### The problem
Return all of the entries exactly, with nothing added or left out.

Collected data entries
** start **

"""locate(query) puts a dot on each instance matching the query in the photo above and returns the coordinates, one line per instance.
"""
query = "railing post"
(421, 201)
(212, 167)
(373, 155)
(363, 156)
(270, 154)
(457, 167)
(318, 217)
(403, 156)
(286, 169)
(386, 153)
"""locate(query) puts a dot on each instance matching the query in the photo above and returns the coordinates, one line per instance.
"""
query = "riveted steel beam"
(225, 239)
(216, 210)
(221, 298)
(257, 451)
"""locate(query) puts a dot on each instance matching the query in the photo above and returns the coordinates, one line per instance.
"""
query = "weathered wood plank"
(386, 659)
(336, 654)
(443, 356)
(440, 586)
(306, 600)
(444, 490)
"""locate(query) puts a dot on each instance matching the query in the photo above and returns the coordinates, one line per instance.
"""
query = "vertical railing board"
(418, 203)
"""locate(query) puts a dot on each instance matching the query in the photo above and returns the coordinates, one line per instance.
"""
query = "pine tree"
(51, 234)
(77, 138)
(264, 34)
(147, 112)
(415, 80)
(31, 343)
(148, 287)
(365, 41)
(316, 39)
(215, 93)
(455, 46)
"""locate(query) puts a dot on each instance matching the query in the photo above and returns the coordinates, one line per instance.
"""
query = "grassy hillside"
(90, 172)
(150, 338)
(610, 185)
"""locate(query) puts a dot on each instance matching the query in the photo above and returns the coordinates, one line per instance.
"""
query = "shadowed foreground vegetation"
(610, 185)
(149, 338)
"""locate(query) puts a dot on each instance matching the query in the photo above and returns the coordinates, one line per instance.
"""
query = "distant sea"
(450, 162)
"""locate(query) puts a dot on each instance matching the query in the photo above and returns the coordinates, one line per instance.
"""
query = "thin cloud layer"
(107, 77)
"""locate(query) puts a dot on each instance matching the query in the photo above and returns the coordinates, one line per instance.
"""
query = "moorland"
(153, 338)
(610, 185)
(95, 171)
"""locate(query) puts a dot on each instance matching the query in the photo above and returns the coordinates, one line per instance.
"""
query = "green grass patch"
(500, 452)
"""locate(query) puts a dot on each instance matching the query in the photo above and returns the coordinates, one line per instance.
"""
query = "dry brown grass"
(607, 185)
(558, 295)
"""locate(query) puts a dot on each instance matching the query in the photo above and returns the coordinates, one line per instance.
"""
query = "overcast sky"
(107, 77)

** end **

### Result of the task
"""locate(query) puts a dot on each instance matching the query in the photo above and returns the coordinates, one line per instance.
"""
query = "railing post"
(421, 201)
(212, 167)
(373, 155)
(363, 156)
(270, 154)
(457, 167)
(318, 217)
(403, 156)
(286, 169)
(386, 153)
"""locate(query) puts a dot on each instance matching the query in the photo above and returns the coordinates, one line per instance.
"""
query = "riveted steel beam"
(225, 239)
(216, 210)
(221, 298)
(257, 451)
"""locate(query) puts a dot on each instance matching the query in the photo above and returns the coordinates, one line per instance.
"""
query = "weathered wood plank"
(386, 659)
(336, 654)
(443, 356)
(440, 586)
(306, 600)
(444, 490)
"""locate(query) puts a dot on each instance matching the query in the photo above and returns the coordinates, one line per instance.
"""
query = "vertical railing board"
(418, 203)
"""locate(query) puts a dot on each instance matching the query in the photo above and returns the coordinates, one line per instance.
"""
query = "pine tree"
(51, 234)
(77, 138)
(264, 34)
(147, 112)
(415, 80)
(31, 343)
(148, 287)
(365, 41)
(316, 39)
(215, 93)
(455, 46)
"""locate(query) puts a dot on each instance matching the query in the photo above and returns the coordinates, one line per instance.
"""
query = "grassy hillside"
(90, 172)
(150, 338)
(610, 185)
"""locate(query) puts a dot on each instance matching the query in the photo above and returns the coordinates, one line per instance.
"""
query = "shadowed foreground vegetation"
(610, 185)
(149, 338)
"""locate(query) puts a dot on each instance matching the query in the photo above and returns the coordinates, one line per instance.
"""
query = "distant sea"
(450, 162)
"""locate(query) puts a dot on each instance matching the query in the photo above and returns the coordinates, one line per instance.
"""
query = "thin cloud layer"
(107, 77)
"""locate(query) puts a dot on each instance matching the query in the photo above and returns the coordinates, one line per instance.
"""
query = "moorland"
(153, 338)
(610, 185)
(95, 171)
"""locate(query) puts a dot on each instance matching the query in the photo above and returns the coordinates, one line per instance.
"""
query = "green grass patch"
(500, 452)
"""locate(query) puts a dot on each instance matching the query in the photo above and returns the coordinates, one line per instance.
"""
query = "dry brown grass"
(607, 185)
(558, 295)
"""locate(query) puts a dot on each instance matching the query in the photo above and returns the coordinates, one line per instance.
"""
query = "overcast sky"
(107, 77)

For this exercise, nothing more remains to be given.